===== DATA TO USE =====

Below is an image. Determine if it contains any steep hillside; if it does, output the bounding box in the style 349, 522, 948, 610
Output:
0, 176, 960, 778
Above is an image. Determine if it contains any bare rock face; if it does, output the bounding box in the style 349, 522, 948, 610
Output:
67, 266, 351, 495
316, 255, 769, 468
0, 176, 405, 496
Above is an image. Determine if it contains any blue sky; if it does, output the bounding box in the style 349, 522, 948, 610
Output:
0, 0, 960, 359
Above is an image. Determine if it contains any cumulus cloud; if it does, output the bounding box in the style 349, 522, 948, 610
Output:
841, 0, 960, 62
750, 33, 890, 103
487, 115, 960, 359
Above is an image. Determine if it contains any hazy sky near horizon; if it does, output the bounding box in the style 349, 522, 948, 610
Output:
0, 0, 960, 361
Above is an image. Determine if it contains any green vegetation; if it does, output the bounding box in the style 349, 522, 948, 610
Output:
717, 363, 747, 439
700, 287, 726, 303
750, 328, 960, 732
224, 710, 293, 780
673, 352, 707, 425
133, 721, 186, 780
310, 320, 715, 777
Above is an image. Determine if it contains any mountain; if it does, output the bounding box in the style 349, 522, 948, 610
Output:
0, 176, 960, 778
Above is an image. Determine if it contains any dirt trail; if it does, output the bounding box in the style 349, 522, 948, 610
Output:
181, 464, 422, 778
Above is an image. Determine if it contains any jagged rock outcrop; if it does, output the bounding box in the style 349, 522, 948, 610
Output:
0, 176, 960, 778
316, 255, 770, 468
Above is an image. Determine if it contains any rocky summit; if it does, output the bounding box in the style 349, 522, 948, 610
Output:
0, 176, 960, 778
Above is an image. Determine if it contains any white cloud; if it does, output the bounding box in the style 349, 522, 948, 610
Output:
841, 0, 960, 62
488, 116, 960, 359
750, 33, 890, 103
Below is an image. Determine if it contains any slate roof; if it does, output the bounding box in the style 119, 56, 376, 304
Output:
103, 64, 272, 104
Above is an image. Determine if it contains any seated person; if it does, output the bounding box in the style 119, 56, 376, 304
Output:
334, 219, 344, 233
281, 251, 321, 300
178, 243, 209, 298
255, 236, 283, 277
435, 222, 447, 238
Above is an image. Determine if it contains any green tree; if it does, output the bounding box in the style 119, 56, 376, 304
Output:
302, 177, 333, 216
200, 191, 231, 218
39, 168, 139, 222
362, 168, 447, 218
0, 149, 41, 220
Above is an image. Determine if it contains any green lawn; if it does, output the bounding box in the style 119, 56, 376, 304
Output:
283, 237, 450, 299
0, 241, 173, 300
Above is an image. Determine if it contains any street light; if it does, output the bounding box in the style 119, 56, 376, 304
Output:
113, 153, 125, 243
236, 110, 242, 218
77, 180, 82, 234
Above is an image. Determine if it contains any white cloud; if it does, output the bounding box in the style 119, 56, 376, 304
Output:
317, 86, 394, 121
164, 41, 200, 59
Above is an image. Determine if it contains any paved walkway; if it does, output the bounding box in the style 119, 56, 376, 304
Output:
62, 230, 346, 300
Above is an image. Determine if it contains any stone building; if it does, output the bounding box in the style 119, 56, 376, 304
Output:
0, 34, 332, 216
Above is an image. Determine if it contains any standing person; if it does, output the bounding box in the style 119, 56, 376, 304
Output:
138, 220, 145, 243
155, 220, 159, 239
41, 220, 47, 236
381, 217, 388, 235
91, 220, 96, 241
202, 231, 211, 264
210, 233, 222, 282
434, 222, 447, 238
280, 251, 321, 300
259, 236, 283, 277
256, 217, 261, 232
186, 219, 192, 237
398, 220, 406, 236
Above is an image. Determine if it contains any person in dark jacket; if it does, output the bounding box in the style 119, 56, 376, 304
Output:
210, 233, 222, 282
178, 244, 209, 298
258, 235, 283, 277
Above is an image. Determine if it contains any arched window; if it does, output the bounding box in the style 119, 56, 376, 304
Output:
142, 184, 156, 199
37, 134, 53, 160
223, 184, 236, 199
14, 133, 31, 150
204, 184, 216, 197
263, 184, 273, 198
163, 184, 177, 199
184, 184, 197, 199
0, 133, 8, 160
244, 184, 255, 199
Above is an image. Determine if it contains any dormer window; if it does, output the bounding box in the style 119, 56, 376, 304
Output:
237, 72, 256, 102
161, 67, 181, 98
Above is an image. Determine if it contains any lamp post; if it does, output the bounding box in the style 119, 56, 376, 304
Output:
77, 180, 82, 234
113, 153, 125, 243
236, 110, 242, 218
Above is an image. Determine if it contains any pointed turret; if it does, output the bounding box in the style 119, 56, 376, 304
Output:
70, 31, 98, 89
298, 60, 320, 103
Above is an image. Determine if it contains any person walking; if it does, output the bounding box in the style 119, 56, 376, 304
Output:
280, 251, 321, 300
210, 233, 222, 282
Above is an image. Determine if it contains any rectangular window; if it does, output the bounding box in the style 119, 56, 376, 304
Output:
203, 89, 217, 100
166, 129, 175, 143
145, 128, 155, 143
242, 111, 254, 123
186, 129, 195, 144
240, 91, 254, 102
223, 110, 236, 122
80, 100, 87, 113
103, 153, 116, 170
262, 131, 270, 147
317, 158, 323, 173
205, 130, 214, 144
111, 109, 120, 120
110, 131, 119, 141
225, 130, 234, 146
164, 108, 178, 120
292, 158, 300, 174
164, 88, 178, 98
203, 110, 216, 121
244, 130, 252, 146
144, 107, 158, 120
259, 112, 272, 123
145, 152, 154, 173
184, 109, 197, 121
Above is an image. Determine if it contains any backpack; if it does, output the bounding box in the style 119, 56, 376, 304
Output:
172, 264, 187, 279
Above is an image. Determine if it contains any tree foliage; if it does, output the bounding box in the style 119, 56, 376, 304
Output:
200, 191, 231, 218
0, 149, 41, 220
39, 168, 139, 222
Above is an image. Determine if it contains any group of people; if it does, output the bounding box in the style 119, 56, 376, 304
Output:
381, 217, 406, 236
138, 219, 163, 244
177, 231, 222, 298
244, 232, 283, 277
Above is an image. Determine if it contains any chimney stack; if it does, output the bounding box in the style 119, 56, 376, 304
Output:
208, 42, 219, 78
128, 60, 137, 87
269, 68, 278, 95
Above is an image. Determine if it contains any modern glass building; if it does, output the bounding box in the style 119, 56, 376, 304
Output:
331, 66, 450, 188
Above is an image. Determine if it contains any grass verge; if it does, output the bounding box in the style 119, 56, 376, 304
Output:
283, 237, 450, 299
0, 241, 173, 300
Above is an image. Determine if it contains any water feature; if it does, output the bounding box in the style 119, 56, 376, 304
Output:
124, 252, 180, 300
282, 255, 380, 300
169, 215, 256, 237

=====

• EXERCISE
Reproduce the listing in full, replacing each occurrence of "bounding box" with "enclosing rectangle" and leaving all other text unaltered.

• TASK ANSWER
Below is an image. Determine if it contains any steep hillside; if it does, output the enclosing rectangle in the style 349, 522, 948, 610
Output:
0, 176, 960, 778
Above is an image. Determine if it contains any bare rock face; if it does, output the enclosing rectangle in the style 349, 522, 948, 610
Output:
67, 266, 351, 495
316, 255, 769, 468
0, 176, 405, 496
Above is an image. Determine if it contains any blue sky; if it does, output the enclosing rectangle in the style 349, 522, 948, 610
Output:
0, 0, 960, 359
Above is an image. Determine if it contains any cumulus cloud; if it does, output the enclosing rectangle in the style 349, 522, 948, 610
Output:
841, 0, 960, 62
750, 33, 890, 103
487, 115, 960, 359
Above is an image. Determine if it contains any hazy sky near horizon; if it does, output the enclosing rectangle in the style 349, 522, 948, 610
Output:
0, 0, 960, 361
Above is an image. Determine if it contains any green vegetation; if it does, output the enclosing rectangle in the style 349, 522, 948, 610
Output:
717, 363, 747, 439
700, 287, 726, 303
750, 328, 960, 732
224, 710, 293, 780
673, 352, 707, 425
133, 721, 186, 780
310, 320, 715, 777
Above is an image. Determine if it contains any mountain; if it does, output the enclosing rectangle in the style 349, 522, 948, 610
Output:
0, 176, 960, 778
Above is an image. Determine if it contains any dirt trail; if it does, output the enclosing rectangle in the style 349, 522, 948, 610
Output:
181, 464, 422, 778
Above is an image. Determine if it contains any jagged rock outcrop; if it does, output the enclosing rectangle in the style 349, 522, 948, 610
Output:
0, 176, 960, 778
316, 255, 770, 468
Above is an image. Determine if it contains any rocky summit; if it does, output the enclosing rectangle in the style 349, 522, 948, 610
Output:
0, 176, 960, 778
Above is an image. Determine if it contains any white cloud; if it does, output the enclosing rectangle in the style 349, 522, 948, 610
Output:
841, 0, 960, 62
488, 116, 960, 359
750, 33, 890, 103
Below is an image. Determine if it contains any slate roof; if it does, output the enclosing rectangle in the style 119, 56, 376, 304
Output:
103, 64, 272, 104
Above is an image. Determine if it contains any seated person; if it does, output the enclosing rectangle in the style 119, 56, 376, 304
Output:
334, 219, 344, 233
281, 251, 321, 300
178, 243, 209, 298
255, 236, 283, 277
435, 222, 447, 238
Above is an image. Determine if it contains any green tree; if it does, output the enclosing rectangle in the style 119, 56, 376, 304
Output:
302, 177, 333, 216
200, 191, 231, 218
39, 168, 139, 222
362, 168, 447, 218
0, 149, 41, 220
Above is an image. Determine if it contains any green lawn; if it does, output the enclosing rectangle in the style 119, 56, 376, 304
Output:
283, 237, 450, 299
0, 241, 173, 300
Above is an image. Determine if it contains any street light; if it does, output the enclosing rectangle in the style 119, 56, 376, 304
Output:
113, 153, 125, 243
236, 110, 242, 218
77, 180, 82, 234
Above is an image. Determine if it contains any white cloud; if it does, output the enclosing rectangle in the style 119, 56, 376, 304
Output:
317, 86, 394, 121
164, 41, 200, 59
Above is an image. Determine if it contains any paved walkway; if it does, output the enclosing rectangle in the style 119, 56, 376, 304
Output:
62, 230, 346, 300
Above is an image. Determine if it contains any stone building; if it does, output the enclosing rectangle in the style 119, 56, 376, 304
Output:
0, 34, 332, 216
Above is an image. Determine if it contains any standing person; if it does, output the enclosing rectangle in the style 119, 56, 376, 304
Output:
138, 220, 145, 243
155, 220, 159, 239
41, 220, 47, 236
381, 217, 388, 235
91, 220, 96, 241
202, 231, 211, 264
210, 233, 222, 282
434, 222, 447, 238
280, 251, 321, 300
259, 236, 283, 277
256, 217, 261, 232
186, 219, 192, 237
398, 220, 406, 236
Above is an image. Determine if it contains any person in dark jacket; if it does, output the enclosing rectangle in the style 119, 56, 376, 304
Output:
210, 233, 222, 282
178, 244, 209, 298
258, 235, 283, 277
Above is an image. Determine if it contains any arched window; if it does, output the enclosing rectangle in the style 119, 56, 376, 304
Output:
142, 184, 156, 199
37, 134, 53, 160
223, 184, 236, 199
14, 133, 31, 150
204, 184, 216, 197
263, 184, 273, 198
163, 184, 177, 199
184, 184, 197, 199
0, 133, 8, 160
244, 184, 255, 199
Above is an image. Determine if it contains any dormer window; if it does, output the enclosing rectangle in the style 119, 56, 376, 304
Output:
237, 72, 256, 102
161, 67, 181, 98
Above is an image. Determine if it contains any lamp post; if it does, output the enclosing rectangle in the style 119, 56, 376, 304
Output:
77, 180, 82, 234
113, 153, 125, 243
236, 110, 242, 218
Above is an image. Determine if it contains any pointed turret; if it does, output the enclosing rectangle in the style 119, 56, 376, 304
Output:
70, 31, 98, 89
298, 60, 320, 103
Above is an image. Determine if it contains any person walking; if it does, output the enclosing rectangle in the style 119, 56, 376, 304
Output:
280, 251, 321, 300
210, 233, 222, 282
Above is an image. Determine if it contains any rectangular window; if it does, output the enclosing rectangle in the style 119, 56, 376, 304
Output:
203, 89, 217, 100
166, 129, 175, 143
145, 128, 155, 143
242, 111, 254, 123
186, 129, 195, 144
240, 91, 254, 102
223, 110, 236, 122
80, 100, 87, 113
103, 153, 116, 170
262, 131, 270, 147
317, 158, 323, 173
205, 130, 214, 144
111, 109, 120, 120
110, 131, 119, 141
225, 130, 234, 146
164, 108, 178, 120
292, 158, 300, 174
164, 88, 178, 98
203, 110, 216, 121
244, 130, 252, 146
144, 107, 158, 120
259, 112, 272, 123
145, 152, 154, 173
184, 109, 197, 121
Above is an image. Determine if it contains any backpack; if it does, output the enclosing rectangle in the style 119, 56, 376, 304
Output:
172, 264, 187, 279
Above is an image. Determine if it contains any tree foliage; if it does, output the enclosing rectangle in the style 119, 56, 376, 304
Output:
200, 191, 231, 218
0, 149, 41, 220
39, 168, 139, 222
Above is an image. Determine if it contains any group of people; if it does, output the enclosing rectangle in the style 119, 56, 376, 304
Output:
381, 217, 406, 236
138, 219, 163, 244
177, 231, 222, 298
244, 232, 283, 277
Above is an image. Determine if it contains any chimney stack; if it does, output the enclosing rectangle in the style 119, 56, 376, 304
Output:
208, 42, 219, 78
128, 60, 137, 87
269, 68, 278, 95
Above is an image. Determine if it contains any modern glass building; if it does, output the enclosing rectangle in the style 119, 56, 376, 304
Output:
331, 66, 450, 188
Above is an image. Determine if it contains any grass verge; if it does, output the enclosing rectangle in the style 119, 56, 376, 304
Output:
283, 237, 450, 299
0, 241, 173, 300
Above is an image. Determine if it contains any water feature; if it does, output the enclosing rectangle in the style 119, 56, 376, 304
Output:
124, 252, 180, 300
282, 255, 380, 300
169, 215, 256, 237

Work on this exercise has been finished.